EXERCISE REQUIREMENTS » Pull out every line of the records that contains the string "gray", copying each line in full.

SUPPLIED RECORDS »
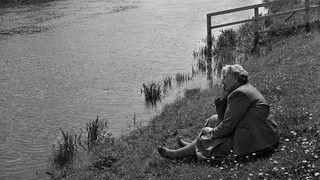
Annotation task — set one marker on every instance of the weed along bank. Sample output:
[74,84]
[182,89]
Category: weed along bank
[284,67]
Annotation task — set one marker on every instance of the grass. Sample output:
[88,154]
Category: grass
[152,92]
[288,78]
[286,71]
[65,151]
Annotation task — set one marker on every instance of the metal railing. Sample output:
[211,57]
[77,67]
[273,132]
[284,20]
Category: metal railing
[257,18]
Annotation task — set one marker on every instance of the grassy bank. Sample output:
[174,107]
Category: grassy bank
[288,76]
[22,2]
[286,70]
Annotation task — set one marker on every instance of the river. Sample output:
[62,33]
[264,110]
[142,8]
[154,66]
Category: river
[64,63]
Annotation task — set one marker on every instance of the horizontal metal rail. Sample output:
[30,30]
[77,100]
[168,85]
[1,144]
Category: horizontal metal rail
[258,18]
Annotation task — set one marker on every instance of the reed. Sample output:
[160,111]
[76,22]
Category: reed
[167,84]
[181,78]
[152,92]
[94,131]
[65,152]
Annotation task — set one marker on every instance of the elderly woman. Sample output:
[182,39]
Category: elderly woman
[241,128]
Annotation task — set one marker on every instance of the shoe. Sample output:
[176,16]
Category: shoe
[181,142]
[163,152]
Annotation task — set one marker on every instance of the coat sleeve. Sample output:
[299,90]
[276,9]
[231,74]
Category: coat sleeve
[238,104]
[221,106]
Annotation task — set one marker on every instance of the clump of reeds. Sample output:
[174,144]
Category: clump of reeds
[181,78]
[94,129]
[167,84]
[65,152]
[152,92]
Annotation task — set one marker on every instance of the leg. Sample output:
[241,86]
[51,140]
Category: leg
[210,122]
[187,151]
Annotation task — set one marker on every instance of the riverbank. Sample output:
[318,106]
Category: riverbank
[288,78]
[286,71]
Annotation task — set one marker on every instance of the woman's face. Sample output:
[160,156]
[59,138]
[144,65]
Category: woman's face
[229,82]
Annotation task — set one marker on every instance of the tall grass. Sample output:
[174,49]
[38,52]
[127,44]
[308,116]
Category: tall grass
[167,84]
[152,92]
[65,151]
[94,131]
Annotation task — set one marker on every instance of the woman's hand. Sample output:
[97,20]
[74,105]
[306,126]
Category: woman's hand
[207,130]
[224,94]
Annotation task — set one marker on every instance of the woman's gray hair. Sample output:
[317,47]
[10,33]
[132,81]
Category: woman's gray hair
[238,71]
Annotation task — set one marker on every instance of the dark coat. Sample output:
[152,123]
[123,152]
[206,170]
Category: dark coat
[245,116]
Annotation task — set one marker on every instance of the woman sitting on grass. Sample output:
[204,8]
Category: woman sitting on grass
[241,128]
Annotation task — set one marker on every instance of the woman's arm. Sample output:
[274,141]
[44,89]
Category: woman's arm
[237,106]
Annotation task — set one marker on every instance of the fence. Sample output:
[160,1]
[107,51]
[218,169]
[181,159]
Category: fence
[256,19]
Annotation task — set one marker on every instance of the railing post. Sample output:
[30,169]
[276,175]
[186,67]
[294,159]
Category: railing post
[209,50]
[256,29]
[307,15]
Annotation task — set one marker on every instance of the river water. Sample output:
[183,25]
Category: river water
[66,62]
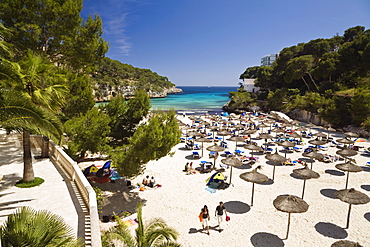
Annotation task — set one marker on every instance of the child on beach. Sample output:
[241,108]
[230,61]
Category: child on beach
[204,214]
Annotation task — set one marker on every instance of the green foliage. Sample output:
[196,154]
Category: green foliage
[55,29]
[126,115]
[240,100]
[113,74]
[88,132]
[150,141]
[360,106]
[280,99]
[28,227]
[36,182]
[153,233]
[80,96]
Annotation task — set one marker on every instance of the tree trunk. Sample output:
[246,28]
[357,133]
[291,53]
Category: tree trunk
[45,147]
[308,87]
[28,174]
[309,74]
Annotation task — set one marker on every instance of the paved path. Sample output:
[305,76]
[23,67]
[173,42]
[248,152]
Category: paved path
[54,194]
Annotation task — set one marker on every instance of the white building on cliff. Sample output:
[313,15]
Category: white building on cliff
[249,86]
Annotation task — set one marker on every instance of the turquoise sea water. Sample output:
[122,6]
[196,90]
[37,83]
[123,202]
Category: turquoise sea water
[196,99]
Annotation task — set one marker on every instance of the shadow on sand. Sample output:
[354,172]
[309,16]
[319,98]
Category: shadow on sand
[119,197]
[331,230]
[237,207]
[265,239]
[367,216]
[328,193]
[334,172]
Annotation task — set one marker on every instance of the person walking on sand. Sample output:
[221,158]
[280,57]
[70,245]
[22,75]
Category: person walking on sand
[205,218]
[220,209]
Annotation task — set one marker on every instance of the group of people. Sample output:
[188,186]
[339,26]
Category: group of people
[205,217]
[150,182]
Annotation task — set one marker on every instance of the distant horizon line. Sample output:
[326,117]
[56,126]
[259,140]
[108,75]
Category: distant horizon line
[204,86]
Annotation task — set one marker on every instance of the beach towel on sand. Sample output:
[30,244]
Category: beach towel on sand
[211,190]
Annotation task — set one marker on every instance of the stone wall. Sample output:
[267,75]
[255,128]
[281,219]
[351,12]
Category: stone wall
[308,117]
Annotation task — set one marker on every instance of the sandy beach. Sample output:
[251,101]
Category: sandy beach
[181,197]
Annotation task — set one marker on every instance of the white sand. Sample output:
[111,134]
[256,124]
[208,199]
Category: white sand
[182,196]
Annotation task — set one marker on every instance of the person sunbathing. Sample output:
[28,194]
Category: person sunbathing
[146,181]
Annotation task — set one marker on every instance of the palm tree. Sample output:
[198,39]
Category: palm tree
[155,233]
[18,112]
[32,82]
[28,227]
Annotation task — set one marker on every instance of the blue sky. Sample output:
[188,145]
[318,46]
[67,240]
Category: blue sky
[211,42]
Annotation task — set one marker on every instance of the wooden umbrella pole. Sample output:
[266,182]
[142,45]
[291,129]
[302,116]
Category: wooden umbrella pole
[231,173]
[287,231]
[347,180]
[304,185]
[349,213]
[252,194]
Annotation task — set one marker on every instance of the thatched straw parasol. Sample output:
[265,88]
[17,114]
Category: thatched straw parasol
[215,148]
[290,204]
[237,139]
[253,148]
[203,140]
[351,196]
[345,243]
[213,128]
[276,158]
[223,133]
[319,134]
[305,173]
[233,162]
[345,141]
[313,155]
[346,152]
[286,144]
[316,142]
[262,125]
[254,177]
[348,167]
[351,134]
[295,135]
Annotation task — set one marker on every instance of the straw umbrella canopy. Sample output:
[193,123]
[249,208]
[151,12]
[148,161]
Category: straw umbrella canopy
[305,173]
[223,133]
[351,196]
[345,141]
[348,167]
[194,133]
[319,134]
[254,177]
[202,139]
[351,134]
[233,162]
[213,128]
[345,243]
[290,204]
[286,144]
[215,148]
[317,142]
[237,139]
[252,148]
[276,158]
[295,135]
[346,152]
[313,155]
[262,125]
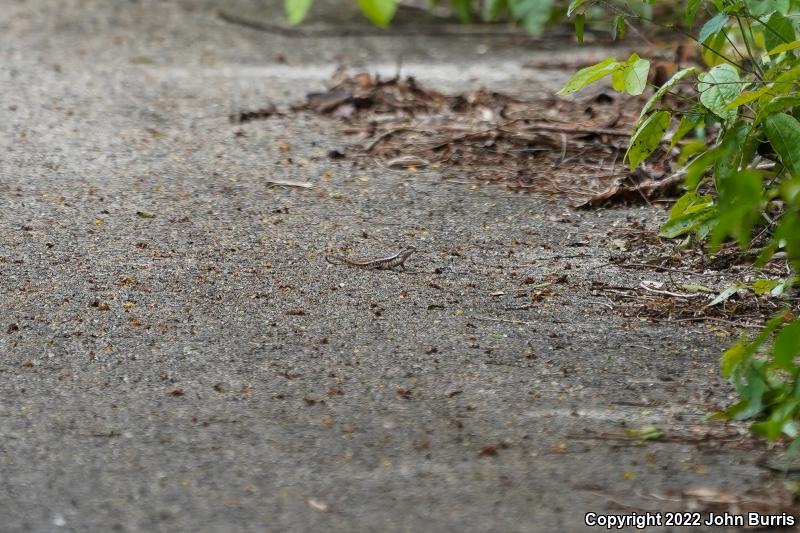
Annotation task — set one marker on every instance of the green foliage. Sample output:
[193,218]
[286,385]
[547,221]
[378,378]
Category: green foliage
[532,15]
[745,156]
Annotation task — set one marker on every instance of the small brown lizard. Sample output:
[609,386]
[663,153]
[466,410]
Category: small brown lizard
[385,263]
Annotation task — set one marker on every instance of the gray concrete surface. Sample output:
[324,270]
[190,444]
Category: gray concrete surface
[206,370]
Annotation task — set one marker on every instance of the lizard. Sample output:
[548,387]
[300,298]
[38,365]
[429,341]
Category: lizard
[384,263]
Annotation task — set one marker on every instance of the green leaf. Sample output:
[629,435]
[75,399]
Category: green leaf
[580,23]
[618,27]
[296,10]
[647,137]
[787,347]
[783,132]
[688,214]
[589,75]
[687,222]
[635,75]
[532,14]
[719,87]
[740,204]
[733,357]
[678,76]
[575,4]
[380,12]
[785,47]
[493,8]
[763,286]
[779,31]
[714,25]
[691,11]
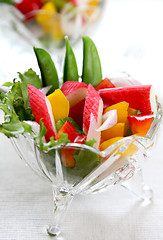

CORRECT OUTPUT »
Annotation task — set one marker on every instance of the woman's gray hair. Sample output:
Category: woman's gray hair
Annotation task — set one marker on every instance of the gray concrete surface. Sample output:
Category: gray concrete surface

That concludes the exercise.